### Consegna 1:
Rispondi alle domande seguenti in base al testo sui Campi magnetici:
(a) In quale anno Breton e Soupault conducono il loro esperimento di scrittura automatica?
(b) Con quale titolo e in quale anno esce la pubblicazione che raccoglie i loro testi?
(c) Di quale anno è il manifesto che consacra la nascita ufficiale del surrealismo?
### Consegna 2:
Trascrivi dal testo sui Campi magnetici il passo che va da "Nel 1919 André" a "con la realtà.".

Nel 1919 André Breton e Paul Soupault conducono uno dei primi leggendari esperimenti di scrittura automatica: per intere giornate e notti insonni Breton e Soupault scrivono testi a quattro mani, seguendo libere associazioni e spericolati accostamenti verbali, cercando di svincolarsi dal controllo della ragione. Questi pensieri in libertà vengono raccolti nella pubblicazione I campi magnetici, apparsa nel 1920, qualche anno prima della nascita ufficiale del surrealismo consacrata dal manifesto del 1924. I campi magnetici può essere considerata la prima opera letteraria basata sulla scrittura automatica: raccoglie infatti un flusso ininterrotto di testi intrisi di immagini che sgorgano dall’inconscio – sogni, allucinazioni e desideri profondi, lontani dalla logica utilitaristica del linguaggio comune, a favore invece di una narrazione ricca e generativa di nuovi legami con la realtà.

### Elenco dei dati:
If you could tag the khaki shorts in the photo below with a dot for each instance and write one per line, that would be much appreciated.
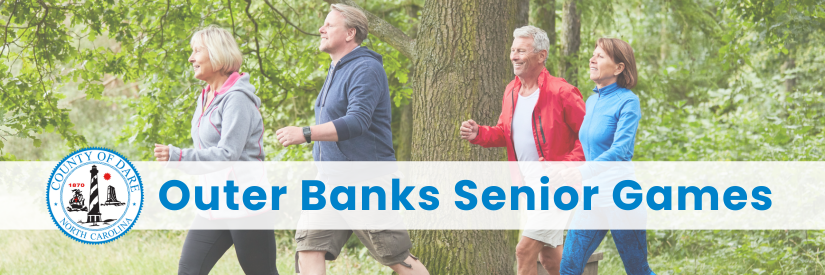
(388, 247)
---
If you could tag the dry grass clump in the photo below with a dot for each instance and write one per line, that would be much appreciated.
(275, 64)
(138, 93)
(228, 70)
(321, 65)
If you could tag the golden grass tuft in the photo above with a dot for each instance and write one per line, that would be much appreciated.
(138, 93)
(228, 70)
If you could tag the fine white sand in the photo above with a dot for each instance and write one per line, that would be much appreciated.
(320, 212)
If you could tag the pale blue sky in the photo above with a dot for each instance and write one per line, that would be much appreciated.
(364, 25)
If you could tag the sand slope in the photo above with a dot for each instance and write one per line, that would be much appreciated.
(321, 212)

### Risultato 1:
(a) Breton e Soupault conducono l'esperimento nel 1919.
(b) La pubblicazione si intitola I campi magnetici ed esce nel 1920.
(c) Il manifesto è del 1924.

### Risultato 2:
Nel 1919 André Breton e Paul Soupault conducono uno dei primi leggendari esperimenti di scrittura automatica: per intere giornate e notti insonni Breton e Soupault scrivono testi a quattro mani, seguendo libere associazioni e spericolati accostamenti verbali, cercando di svincolarsi dal controllo della ragione. Questi pensieri in libertà vengono raccolti nella pubblicazione I campi magnetici, apparsa nel 1920, qualche anno prima della nascita ufficiale del surrealismo consacrata dal manifesto del 1924. I campi magnetici può essere considerata la prima opera letteraria basata sulla scrittura automatica: raccoglie infatti un flusso ininterrotto di testi intrisi di immagini che sgorgano dall’inconscio – sogni, allucinazioni e desideri profondi, lontani dalla logica utilitaristica del linguaggio comune, a favore invece di una narrazione ricca e generativa di nuovi legami con la realtà.